▸ Exercise aim
For each line below that contains the word "blue", return that line.

▸ Supplied material
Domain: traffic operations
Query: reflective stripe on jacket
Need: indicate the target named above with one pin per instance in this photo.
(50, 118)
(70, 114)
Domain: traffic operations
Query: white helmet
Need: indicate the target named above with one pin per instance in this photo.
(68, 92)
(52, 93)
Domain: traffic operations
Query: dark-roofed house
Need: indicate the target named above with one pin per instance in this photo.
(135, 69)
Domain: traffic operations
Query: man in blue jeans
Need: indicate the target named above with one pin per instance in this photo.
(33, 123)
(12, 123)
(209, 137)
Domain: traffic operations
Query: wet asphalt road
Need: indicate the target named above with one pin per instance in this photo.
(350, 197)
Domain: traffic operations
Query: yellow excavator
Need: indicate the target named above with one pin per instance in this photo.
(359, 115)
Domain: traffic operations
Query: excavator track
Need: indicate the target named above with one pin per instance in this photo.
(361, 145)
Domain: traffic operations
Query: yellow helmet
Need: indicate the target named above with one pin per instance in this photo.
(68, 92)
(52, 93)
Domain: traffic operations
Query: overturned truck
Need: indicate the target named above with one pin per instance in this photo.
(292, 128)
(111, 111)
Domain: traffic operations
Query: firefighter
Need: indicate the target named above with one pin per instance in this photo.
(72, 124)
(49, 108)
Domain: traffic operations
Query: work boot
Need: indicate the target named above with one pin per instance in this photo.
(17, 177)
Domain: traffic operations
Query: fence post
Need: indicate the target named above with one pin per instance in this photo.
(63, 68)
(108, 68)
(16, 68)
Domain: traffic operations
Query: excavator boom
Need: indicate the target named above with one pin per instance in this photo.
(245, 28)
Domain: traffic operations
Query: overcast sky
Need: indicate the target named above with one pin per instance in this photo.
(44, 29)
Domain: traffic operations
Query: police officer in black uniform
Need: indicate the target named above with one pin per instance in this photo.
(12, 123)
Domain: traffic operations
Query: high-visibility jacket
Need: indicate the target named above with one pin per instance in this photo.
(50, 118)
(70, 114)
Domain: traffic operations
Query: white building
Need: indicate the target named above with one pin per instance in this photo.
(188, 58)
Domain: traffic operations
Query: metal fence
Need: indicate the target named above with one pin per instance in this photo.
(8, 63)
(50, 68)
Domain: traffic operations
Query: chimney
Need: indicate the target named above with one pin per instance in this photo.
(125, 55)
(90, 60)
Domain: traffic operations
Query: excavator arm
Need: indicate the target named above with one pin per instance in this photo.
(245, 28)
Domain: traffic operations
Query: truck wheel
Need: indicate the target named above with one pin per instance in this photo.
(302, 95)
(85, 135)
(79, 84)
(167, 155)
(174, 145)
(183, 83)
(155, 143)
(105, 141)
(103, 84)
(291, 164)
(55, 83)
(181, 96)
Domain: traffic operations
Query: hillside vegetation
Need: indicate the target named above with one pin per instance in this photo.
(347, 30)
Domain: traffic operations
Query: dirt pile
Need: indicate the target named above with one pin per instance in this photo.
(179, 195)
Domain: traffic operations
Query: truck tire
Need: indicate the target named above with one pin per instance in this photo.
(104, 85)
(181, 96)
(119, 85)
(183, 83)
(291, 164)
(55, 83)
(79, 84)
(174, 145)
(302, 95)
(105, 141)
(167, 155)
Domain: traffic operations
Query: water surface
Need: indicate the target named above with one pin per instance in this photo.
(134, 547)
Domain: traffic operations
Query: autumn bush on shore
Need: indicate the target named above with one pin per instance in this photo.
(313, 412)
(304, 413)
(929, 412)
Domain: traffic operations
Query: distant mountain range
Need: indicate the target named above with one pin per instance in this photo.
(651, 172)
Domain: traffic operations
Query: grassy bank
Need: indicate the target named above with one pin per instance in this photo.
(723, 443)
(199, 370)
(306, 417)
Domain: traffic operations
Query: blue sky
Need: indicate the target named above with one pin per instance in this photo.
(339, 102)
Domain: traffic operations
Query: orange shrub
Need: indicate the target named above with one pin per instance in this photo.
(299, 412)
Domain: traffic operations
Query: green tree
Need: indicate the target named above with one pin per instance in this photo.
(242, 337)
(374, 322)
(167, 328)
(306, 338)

▸ Exercise response
Query: man in blue jeans
Query: blue sky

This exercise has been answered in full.